Instruction: Omit every picture while repeating the entries exactly.

Data:

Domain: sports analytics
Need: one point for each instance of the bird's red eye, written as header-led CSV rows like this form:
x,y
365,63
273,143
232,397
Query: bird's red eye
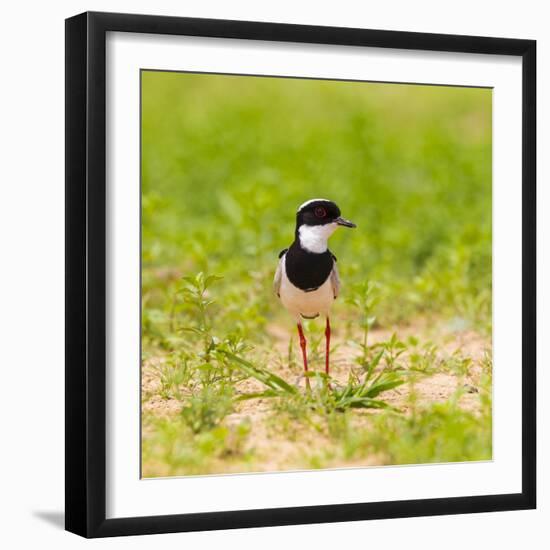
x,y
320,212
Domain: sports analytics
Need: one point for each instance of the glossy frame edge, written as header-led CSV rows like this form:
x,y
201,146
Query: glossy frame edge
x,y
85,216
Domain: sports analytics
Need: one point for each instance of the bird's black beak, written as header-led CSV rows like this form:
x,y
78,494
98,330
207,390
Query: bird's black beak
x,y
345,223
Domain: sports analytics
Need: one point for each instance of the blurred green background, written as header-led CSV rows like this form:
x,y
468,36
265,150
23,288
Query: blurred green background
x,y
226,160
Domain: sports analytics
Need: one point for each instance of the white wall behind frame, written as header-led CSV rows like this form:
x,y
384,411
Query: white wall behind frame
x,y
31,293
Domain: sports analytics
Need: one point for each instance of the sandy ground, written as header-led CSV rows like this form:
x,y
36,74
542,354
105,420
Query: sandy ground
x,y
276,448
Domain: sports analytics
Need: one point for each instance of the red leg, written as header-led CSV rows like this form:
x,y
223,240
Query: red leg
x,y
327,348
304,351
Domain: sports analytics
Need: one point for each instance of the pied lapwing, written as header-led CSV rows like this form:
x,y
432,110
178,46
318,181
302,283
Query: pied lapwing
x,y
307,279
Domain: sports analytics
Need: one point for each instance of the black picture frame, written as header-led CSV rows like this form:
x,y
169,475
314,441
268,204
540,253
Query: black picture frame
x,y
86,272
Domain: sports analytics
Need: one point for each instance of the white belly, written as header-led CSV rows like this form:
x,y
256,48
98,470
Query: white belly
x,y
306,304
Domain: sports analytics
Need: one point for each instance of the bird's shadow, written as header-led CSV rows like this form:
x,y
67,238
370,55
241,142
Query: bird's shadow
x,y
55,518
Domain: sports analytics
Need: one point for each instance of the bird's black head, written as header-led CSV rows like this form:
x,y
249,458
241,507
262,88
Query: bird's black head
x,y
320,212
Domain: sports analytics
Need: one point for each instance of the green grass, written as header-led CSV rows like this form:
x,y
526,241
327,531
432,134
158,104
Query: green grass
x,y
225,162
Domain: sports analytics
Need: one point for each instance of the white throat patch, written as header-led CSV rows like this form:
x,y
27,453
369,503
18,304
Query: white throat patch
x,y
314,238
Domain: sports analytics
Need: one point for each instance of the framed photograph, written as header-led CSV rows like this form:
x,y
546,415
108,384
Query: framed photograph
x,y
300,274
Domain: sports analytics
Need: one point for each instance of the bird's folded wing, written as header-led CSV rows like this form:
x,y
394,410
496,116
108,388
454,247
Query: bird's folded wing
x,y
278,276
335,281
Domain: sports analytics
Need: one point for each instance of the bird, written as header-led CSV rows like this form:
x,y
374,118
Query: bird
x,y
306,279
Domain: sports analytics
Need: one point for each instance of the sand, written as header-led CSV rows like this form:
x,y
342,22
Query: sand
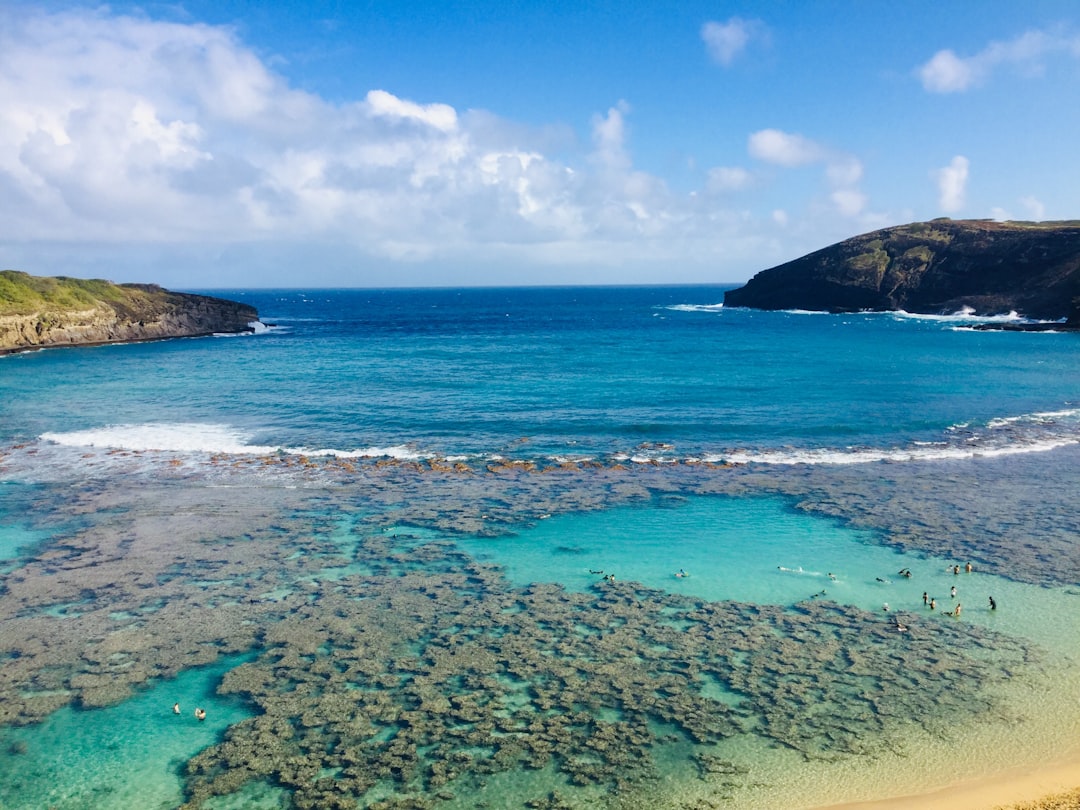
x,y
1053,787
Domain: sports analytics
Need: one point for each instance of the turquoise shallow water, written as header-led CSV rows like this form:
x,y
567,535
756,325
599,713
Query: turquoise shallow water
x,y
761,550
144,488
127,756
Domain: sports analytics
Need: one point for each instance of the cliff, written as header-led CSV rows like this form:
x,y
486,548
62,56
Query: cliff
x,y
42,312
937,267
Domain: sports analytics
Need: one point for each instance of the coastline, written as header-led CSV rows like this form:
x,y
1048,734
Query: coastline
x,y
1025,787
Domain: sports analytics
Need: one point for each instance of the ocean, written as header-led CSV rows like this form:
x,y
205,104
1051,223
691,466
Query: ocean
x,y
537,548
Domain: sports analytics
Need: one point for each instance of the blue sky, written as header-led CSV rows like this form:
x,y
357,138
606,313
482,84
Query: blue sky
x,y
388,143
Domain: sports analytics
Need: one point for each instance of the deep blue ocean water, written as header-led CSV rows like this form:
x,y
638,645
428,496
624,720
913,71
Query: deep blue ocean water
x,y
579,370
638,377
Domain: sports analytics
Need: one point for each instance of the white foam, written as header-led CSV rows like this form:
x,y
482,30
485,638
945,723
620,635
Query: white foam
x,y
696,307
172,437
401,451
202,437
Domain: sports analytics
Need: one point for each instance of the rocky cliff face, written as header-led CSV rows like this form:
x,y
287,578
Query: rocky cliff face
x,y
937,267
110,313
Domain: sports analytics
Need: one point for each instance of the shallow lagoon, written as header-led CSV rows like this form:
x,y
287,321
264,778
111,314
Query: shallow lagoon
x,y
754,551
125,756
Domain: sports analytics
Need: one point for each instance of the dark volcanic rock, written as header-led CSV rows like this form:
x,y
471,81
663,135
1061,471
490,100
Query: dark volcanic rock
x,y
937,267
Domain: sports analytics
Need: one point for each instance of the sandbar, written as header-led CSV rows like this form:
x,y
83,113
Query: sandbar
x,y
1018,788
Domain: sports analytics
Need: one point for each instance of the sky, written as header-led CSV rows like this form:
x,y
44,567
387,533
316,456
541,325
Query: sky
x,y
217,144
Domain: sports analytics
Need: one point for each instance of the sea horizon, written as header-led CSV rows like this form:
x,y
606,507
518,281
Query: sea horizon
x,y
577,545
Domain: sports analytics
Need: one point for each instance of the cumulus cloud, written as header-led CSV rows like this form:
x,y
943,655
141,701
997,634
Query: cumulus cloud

Correct response:
Domain: sports analytics
Need: one point for each instance of the bird's red eye, written as header-led CSV rows like this form:
x,y
365,63
273,143
232,397
Query: bird's red eye
x,y
320,212
Domain: sports analytics
Need: one point for each instance of the glossy frame edge, written as header-led CSV rows like this form:
x,y
201,146
Query: glossy frame edge
x,y
85,216
Domain: sports analytics
Need: one point for each instance of the bird's black beak, written as header-led CSV rows like this form:
x,y
78,494
98,330
207,390
Query: bird's black beak
x,y
345,223
Domain: sports analytics
Need: one point for each instance of the blurred green background, written as header-led CSV rows like this form:
x,y
468,36
265,150
23,288
Query: blurred green background
x,y
226,160
Domain: sports analytics
Need: one point for each instance of the white wall behind frame, written as header-led CSV rows like this form:
x,y
384,411
Query: white wall behind frame
x,y
31,293
Domain: sports analytics
Need: one point for each instance of the sandy ground, written as header-led CSV rows like this form:
x,y
36,74
542,354
105,420
Query: sandy ground
x,y
276,448
Domain: sports analytics
Need: one point for each instance of the red leg, written as header-led CSV rows like this form:
x,y
223,240
Query: red leg
x,y
327,348
304,351
Domain: sports analytics
Need: one point for each instance of the pied lapwing, written as header-led CSV rows like this form:
x,y
432,110
178,46
318,181
302,283
Query: pied lapwing
x,y
307,279
Domain: sports analytics
Need: one point for each instance of the black picture frame, written as header-led CSV rows like this form:
x,y
169,475
314,441
268,204
540,253
Query: black picture frame
x,y
86,272
Domain: sports analytics
Need: one point for each instance of the white belly, written as header-led CSV rows like this form:
x,y
256,48
98,470
Query: white belly
x,y
306,304
Domain: sports analytics
Need: one point for each instance of the bird's shadow, written as header-led CSV rows like this form:
x,y
67,238
370,55
241,142
Query: bird's shadow
x,y
55,518
Domain: sports analytics
Need: one point for each instance of the bird's black head, written as header-led CSV rows like this form:
x,y
249,458
241,507
262,88
Query: bird's black head
x,y
320,212
Domain: sports analytics
Need: one point for each instance of the green grass, written as header-led CSV rows like this form:
x,y
526,241
327,531
432,134
158,104
Query: green grass
x,y
225,162
Domain: sports analytics
Need: one point for each instance of the white throat patch, written as header-led CSV rows like this form:
x,y
27,453
369,503
18,304
Query: white throat patch
x,y
314,238
Domain: sports analytics
Need: one point for each instance of the framed photograph, written as header-led CSV rows like this form:
x,y
546,415
108,384
Query: framed photograph
x,y
300,274
Domain: sports analytics
Need: one point for each instance of the bird's folded wing, written as header-led CSV rows like this form:
x,y
394,410
496,116
108,388
454,247
Query: bird's folded wing
x,y
278,276
335,281
Domain: sports analytics
Need: one point for each instance of the bird, written as header-led CSV rows like this form:
x,y
374,118
Query: bird
x,y
306,279
Domain: sports analytics
Need: one point for each instance of the sand, written as header-led CSV rows like this form:
x,y
342,22
Query: sand
x,y
1053,787
Domain: sports analytics
Need: one point for each instance of the turquoise shallow water, written as header-led CSV rows like this form:
x,y
567,535
756,325
599,713
Query: turquoise shallow water
x,y
761,550
144,488
127,756
Domain: sports analytics
Need: one point for each instance of the cliff, written as header-led CSV rows like this form:
x,y
486,548
62,56
Query: cliff
x,y
42,312
937,267
Domain: sports analytics
Need: one point for each instance of the coastline, written as header-led CSV rows like this form:
x,y
1048,734
Query: coastline
x,y
1025,787
Domain: sports analytics
Need: one point for each instance of the ocean, written as header-led CSV rows like this form:
x,y
205,104
1051,223
691,466
Query: ocean
x,y
537,548
Domain: sports analytics
Need: one point for each instance of the blue sky, written as header-led CSV rows like this form:
x,y
357,138
606,313
482,84
Query: blue sky
x,y
388,143
Domain: sports analytics
Need: one point for each instance of the deep blue ocean water, written as header-led CSV rows like this form:
x,y
638,645
428,496
624,720
913,71
Query: deep blue ocean water
x,y
579,370
638,377
Domain: sports analytics
Need: one point for each instance of the white foam, written as header-led CSV rows like this form:
x,y
482,30
485,638
945,723
620,635
Query: white foam
x,y
696,307
172,437
401,451
202,437
Domain: sports analytics
Need: one point for each instance of the rocky cliff face, written as header-led CSV rows like this form:
x,y
287,578
Query: rocky cliff face
x,y
937,267
110,313
Domain: sports analytics
Need: one point for each instance of the shallow lagoon, written as header-led CSV rows like this form:
x,y
287,321
264,778
111,314
Query: shallow lagoon
x,y
754,551
125,756
Domain: sports analytics
Need: one point for each instance of the dark volcanic rock, written as header-led CSV rows like this form:
x,y
471,81
663,135
1061,471
490,100
Query: dark volcanic rock
x,y
937,267
Domain: sports analytics
Need: one point for each instance of the sandbar, written as header-led CSV rows like this form:
x,y
83,113
Query: sandbar
x,y
1018,788
Domain: sports analytics
Need: one point for each instance of the sky, written as header-led CSV rows like this form:
x,y
44,567
387,533
316,456
541,325
Query: sky
x,y
217,144
Domain: sports analytics
Need: one point for each instance of the sea horizon, written as header-led CSV rows like this form:
x,y
606,507
518,281
Query: sea horizon
x,y
577,545
Domain: sports analytics
Need: one point for each instance of the cumulus cloud, written as header-led CSV rows like this form:
x,y
943,655
141,701
997,634
Query: cumulus cloud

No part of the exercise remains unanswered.